**Material provided**:
════════
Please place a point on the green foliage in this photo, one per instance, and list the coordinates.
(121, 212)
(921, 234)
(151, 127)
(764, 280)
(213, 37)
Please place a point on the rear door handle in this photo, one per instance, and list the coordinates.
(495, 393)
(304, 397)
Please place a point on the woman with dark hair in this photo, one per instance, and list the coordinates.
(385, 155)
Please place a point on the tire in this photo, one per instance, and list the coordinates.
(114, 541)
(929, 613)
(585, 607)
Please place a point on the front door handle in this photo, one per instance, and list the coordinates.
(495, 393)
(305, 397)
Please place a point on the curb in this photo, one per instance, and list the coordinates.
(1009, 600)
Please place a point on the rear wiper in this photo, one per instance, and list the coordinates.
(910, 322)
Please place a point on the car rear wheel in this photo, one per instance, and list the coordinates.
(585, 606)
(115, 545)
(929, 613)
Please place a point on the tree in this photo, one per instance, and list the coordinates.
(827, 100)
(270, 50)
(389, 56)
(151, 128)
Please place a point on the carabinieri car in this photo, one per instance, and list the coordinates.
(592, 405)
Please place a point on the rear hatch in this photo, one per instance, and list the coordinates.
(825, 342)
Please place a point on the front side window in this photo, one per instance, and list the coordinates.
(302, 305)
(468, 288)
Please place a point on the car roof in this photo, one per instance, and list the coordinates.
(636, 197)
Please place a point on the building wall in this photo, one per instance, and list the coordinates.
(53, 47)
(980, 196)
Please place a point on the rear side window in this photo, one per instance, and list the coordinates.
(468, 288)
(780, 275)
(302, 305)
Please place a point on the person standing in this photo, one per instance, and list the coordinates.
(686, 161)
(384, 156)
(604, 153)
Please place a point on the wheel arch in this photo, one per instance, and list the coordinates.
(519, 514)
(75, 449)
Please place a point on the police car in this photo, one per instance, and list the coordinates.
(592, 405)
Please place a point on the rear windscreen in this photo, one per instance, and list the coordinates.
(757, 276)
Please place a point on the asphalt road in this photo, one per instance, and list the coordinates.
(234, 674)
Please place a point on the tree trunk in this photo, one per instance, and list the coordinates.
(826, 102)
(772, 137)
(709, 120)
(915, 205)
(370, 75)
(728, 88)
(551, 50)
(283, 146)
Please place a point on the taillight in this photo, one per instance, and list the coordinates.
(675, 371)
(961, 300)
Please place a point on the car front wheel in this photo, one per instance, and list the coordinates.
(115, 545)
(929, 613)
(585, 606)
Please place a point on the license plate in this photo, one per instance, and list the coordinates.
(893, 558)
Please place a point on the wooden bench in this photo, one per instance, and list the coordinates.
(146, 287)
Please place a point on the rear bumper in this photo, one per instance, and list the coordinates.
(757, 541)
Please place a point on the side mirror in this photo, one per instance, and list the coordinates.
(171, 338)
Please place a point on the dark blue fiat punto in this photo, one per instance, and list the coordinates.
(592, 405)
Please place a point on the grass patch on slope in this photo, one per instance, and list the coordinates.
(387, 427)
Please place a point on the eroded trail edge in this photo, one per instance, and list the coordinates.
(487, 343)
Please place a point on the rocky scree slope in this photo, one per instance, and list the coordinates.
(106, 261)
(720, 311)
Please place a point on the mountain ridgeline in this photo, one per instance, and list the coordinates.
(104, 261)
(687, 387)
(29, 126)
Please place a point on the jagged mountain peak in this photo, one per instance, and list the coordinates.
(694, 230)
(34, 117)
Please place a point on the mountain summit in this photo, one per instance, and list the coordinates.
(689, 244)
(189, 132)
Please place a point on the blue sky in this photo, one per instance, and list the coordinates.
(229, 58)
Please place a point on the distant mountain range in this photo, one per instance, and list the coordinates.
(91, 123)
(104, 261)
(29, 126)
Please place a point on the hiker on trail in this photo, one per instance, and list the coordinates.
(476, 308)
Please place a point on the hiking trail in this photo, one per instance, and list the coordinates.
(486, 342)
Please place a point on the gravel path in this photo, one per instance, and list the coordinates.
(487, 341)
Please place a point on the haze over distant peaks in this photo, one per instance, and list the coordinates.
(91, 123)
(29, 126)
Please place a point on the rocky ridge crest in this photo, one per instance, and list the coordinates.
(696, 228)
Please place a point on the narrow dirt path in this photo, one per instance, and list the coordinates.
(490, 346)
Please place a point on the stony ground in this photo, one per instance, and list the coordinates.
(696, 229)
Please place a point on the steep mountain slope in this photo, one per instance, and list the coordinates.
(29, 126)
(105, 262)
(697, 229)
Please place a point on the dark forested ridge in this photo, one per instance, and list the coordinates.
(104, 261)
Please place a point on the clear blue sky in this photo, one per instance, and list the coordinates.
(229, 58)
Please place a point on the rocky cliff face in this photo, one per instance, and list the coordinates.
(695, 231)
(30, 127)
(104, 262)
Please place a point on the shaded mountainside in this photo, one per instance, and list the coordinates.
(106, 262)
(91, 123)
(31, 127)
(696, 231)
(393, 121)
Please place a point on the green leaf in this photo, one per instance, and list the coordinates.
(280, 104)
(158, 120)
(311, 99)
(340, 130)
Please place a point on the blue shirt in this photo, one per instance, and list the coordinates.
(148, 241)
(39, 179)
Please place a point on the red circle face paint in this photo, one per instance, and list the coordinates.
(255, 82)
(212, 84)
════════
**What is expected**: Quote all of the data above in full, character for character, changing nothing.

**Response**:
Please place a point on the green foliage in this photo, one per instance, and list the coordinates.
(121, 212)
(921, 234)
(151, 127)
(764, 280)
(213, 37)
Please place a point on the rear door handle in this photo, one per instance, and list the coordinates.
(495, 393)
(304, 397)
Please place a point on the woman with dark hair in this photo, one per instance, and list the coordinates.
(385, 155)
Please place a point on the tire in this photo, one per instance, and list the coordinates.
(114, 541)
(929, 613)
(585, 607)
Please place a point on the front door handle in this photo, one per instance, and list the coordinates.
(495, 393)
(305, 397)
Please place a point on the curb in this photo, one per instance, and list the coordinates.
(1009, 600)
Please place a point on the rear wiper in this photo, one per instance, and list the coordinates.
(910, 322)
Please place a point on the car rear wheel in this photo, one per instance, and list the coordinates.
(585, 606)
(115, 545)
(929, 613)
Please place a point on the tree in this photo, one per instance, and list the coordinates.
(827, 100)
(270, 50)
(389, 56)
(151, 128)
Please place a point on the carabinieri car in this photo, one per instance, and list the coordinates.
(592, 405)
Please place a point on the rear hatch in this photo, one per instance, and list the coordinates.
(825, 342)
Please place a point on the front side window in this photo, one per instance, and list the coordinates.
(302, 305)
(468, 288)
Please place a point on the car roof in this photo, one per instance, and list the coordinates.
(636, 197)
Please place a point on the building wall in this photo, one per instance, and list the coordinates.
(53, 47)
(980, 196)
Please place a point on the rear side window in this photo, one per instance, and list the coordinates.
(468, 288)
(780, 275)
(302, 305)
Please place a point on the person standing in this photo, one per instance, and list the coordinates.
(686, 161)
(384, 156)
(604, 153)
Please place a point on the wheel arch in this photo, one per instance, and list the coordinates.
(519, 514)
(75, 449)
Please place a point on the police car in this photo, one per instance, and list the coordinates.
(592, 405)
Please place a point on the rear windscreen in this photo, one per instance, and list the coordinates.
(757, 276)
Please place a point on the asphalt road in this photo, one per instance, and list the coordinates.
(234, 674)
Please place a point on the tree trunk in this photo, one per instance, and list the coordinates.
(826, 102)
(772, 137)
(709, 120)
(915, 205)
(370, 75)
(728, 88)
(551, 50)
(283, 146)
Please place a point on the taillight in this photo, one per instance, and list the coordinates.
(675, 371)
(961, 300)
Please place a point on the car front wheel in this photo, one per instance, and list the coordinates.
(115, 545)
(929, 613)
(585, 606)
Please place a point on the license plate in this photo, one per instance, and list the coordinates.
(893, 558)
Please place a point on the wooden bench in this photo, one per instance, and list the coordinates.
(146, 287)
Please place a point on the rear bumper in this photo, one per instance, and list the coordinates.
(757, 541)
Please place a point on the side mirror in this photo, one per instance, and list the coordinates.
(171, 338)
Please place a point on the dark blue fiat punto in this photo, one per instance, and list the coordinates.
(592, 405)
Please place a point on the grass patch on slope in this photo, one per instance, and list the coordinates.
(387, 427)
Please place a point on the eroded trail edge in this photo, one per instance, and list the coordinates.
(487, 343)
Please place a point on the rocky scree slope in this photo, one per instance, and list the coordinates.
(106, 261)
(720, 311)
Please place a point on the mountain ridgeline in this photo, one per instance, and list the coordinates.
(104, 261)
(687, 387)
(29, 126)
Please place a point on the jagged mountain peak in this photo, one per instance, and list the coordinates.
(694, 230)
(34, 117)
Please place a point on the mountain summit in this photo, one per instance, and list the coordinates.
(689, 244)
(189, 132)
Please place a point on the blue sky in this photo, one per instance, and list the coordinates.
(229, 58)
Please place a point on the distant mountain range in this photo, one per instance, and list the coordinates.
(91, 123)
(104, 261)
(29, 126)
Please place a point on the hiker on trail in this photo, one per instance, and list the coordinates.
(476, 308)
Please place a point on the hiking trail in this photo, one per instance, and list the coordinates.
(486, 342)
Please place a point on the gravel path in this photo, one per instance, and list the coordinates.
(487, 341)
Please place a point on the haze over distant peaks in this photo, one per instance, and list the coordinates.
(91, 123)
(29, 126)
Please place a point on the rocky ridge crest in this photo, one per instance, and list the coordinates.
(696, 228)
Please place a point on the narrow dirt path in this photo, one per instance, and list the coordinates.
(490, 346)
Please place a point on the stony ground in this photo, one per instance, and list the coordinates.
(696, 229)
Please place a point on the steep mountain slope in this photo, one per instance, and list the coordinates.
(29, 126)
(105, 262)
(697, 229)
Please place a point on the dark forested ridge in this photo, one per instance, and list the coordinates.
(104, 261)
Please place a point on the clear blue sky in this photo, one per instance, and list the coordinates.
(229, 58)
Please place a point on the rocky cliff face in this photo, one per instance, and list the coordinates.
(695, 231)
(30, 127)
(104, 262)
Please place a point on the shaded mountainside in this photo, one per instance, and list the coordinates.
(106, 262)
(91, 123)
(31, 127)
(696, 231)
(393, 121)
Please place a point on the green leaf in this photo, one per instance, and list the coordinates.
(280, 104)
(158, 120)
(311, 99)
(340, 130)
Please place a point on the blue shirt in this photo, one per instance, and list the coordinates.
(148, 241)
(39, 179)
Please place a point on the red circle face paint in this photo, one per instance, and list the coordinates.
(255, 82)
(212, 84)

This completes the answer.